-- Start --

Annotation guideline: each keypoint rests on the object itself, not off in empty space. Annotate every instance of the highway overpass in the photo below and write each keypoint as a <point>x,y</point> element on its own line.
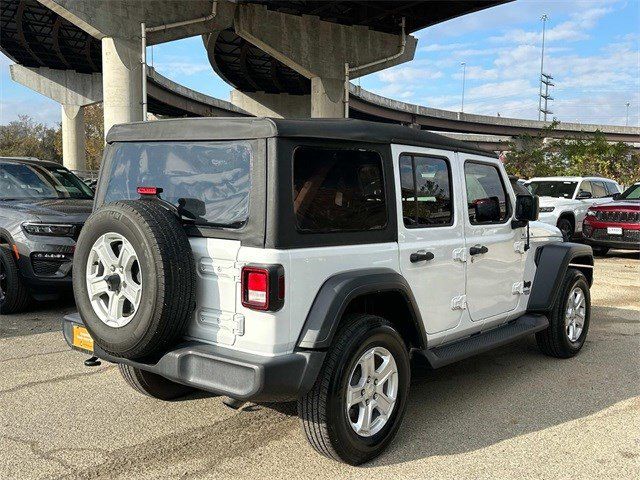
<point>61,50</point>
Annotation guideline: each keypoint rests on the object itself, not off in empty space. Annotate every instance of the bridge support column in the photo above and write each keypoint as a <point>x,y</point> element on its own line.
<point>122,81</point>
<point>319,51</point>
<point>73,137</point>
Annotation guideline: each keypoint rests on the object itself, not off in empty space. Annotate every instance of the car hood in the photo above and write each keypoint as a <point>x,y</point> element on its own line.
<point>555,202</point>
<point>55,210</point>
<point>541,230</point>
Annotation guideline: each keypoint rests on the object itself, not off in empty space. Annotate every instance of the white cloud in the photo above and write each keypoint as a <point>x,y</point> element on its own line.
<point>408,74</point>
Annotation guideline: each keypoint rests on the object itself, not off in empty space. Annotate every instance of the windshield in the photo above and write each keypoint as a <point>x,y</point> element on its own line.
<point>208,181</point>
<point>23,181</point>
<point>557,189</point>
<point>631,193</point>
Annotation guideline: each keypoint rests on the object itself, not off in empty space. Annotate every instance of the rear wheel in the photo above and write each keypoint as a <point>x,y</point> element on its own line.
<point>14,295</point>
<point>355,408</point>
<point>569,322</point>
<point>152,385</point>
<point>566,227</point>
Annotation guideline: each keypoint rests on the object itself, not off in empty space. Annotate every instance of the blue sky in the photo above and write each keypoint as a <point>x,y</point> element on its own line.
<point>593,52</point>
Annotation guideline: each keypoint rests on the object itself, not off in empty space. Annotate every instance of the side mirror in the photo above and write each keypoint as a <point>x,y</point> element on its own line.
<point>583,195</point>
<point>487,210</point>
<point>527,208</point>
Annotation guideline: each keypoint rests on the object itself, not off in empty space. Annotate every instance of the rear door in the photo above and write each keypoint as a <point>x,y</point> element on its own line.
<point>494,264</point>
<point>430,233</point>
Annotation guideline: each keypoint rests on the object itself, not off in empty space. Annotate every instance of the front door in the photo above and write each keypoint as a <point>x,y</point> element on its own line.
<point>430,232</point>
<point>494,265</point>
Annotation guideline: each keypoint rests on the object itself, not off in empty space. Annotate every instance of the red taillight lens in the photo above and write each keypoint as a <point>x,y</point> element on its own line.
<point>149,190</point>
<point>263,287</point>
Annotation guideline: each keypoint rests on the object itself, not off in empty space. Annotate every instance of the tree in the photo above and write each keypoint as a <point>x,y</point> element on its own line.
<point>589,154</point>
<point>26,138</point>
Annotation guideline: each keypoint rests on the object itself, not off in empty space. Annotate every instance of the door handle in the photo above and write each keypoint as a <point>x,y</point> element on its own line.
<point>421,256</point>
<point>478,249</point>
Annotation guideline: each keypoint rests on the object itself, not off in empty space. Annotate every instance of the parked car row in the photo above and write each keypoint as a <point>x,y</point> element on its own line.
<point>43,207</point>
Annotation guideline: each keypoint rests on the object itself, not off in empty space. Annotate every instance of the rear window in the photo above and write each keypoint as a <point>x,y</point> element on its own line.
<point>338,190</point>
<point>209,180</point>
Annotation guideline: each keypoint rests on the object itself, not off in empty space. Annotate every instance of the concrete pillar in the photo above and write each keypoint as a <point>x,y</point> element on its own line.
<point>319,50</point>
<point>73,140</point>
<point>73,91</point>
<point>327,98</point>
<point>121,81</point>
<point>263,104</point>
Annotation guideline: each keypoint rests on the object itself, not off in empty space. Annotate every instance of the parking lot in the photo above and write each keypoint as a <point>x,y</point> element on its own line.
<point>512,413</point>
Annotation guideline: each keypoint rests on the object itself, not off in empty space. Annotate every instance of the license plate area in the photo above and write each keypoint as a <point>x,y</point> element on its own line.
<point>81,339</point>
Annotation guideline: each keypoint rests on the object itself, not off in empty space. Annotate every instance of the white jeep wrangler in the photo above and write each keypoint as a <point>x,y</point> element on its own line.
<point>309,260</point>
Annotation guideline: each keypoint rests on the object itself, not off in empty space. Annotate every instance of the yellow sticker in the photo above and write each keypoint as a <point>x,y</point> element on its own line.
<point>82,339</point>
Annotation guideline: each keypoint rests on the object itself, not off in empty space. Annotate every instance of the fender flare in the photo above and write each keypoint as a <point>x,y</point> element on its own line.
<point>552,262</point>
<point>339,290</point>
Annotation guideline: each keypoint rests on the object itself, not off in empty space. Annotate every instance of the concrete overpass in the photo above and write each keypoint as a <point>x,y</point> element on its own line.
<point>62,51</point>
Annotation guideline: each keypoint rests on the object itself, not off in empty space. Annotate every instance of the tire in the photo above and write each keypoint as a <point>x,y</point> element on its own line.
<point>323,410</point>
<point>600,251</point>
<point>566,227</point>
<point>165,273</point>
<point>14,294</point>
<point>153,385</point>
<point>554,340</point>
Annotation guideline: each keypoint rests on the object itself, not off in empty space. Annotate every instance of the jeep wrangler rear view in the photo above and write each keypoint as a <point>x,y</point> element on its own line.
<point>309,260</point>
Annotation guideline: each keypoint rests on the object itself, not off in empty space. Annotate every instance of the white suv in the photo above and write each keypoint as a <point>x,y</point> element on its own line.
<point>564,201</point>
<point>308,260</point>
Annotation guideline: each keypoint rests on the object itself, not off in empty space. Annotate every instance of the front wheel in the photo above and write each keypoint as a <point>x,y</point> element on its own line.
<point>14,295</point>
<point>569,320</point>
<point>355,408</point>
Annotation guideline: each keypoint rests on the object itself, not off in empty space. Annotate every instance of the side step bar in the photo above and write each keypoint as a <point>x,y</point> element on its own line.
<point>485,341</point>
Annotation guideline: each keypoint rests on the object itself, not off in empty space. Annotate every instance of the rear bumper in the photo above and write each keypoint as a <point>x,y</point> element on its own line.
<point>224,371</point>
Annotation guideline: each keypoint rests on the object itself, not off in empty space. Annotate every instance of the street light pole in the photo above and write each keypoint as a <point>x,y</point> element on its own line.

-- End --

TASK OBJECTIVE
Can you write out the entries word for word, from the first line up to and including the line that contains "<point>61,50</point>", leaving out any pictures?

RESPONSE
Annotation guideline: each keypoint rests on the object itself, not off in empty space. Annotate every instance of the highway overpass in the photo below and write each keypoint as a <point>x,y</point> element on its own line.
<point>61,50</point>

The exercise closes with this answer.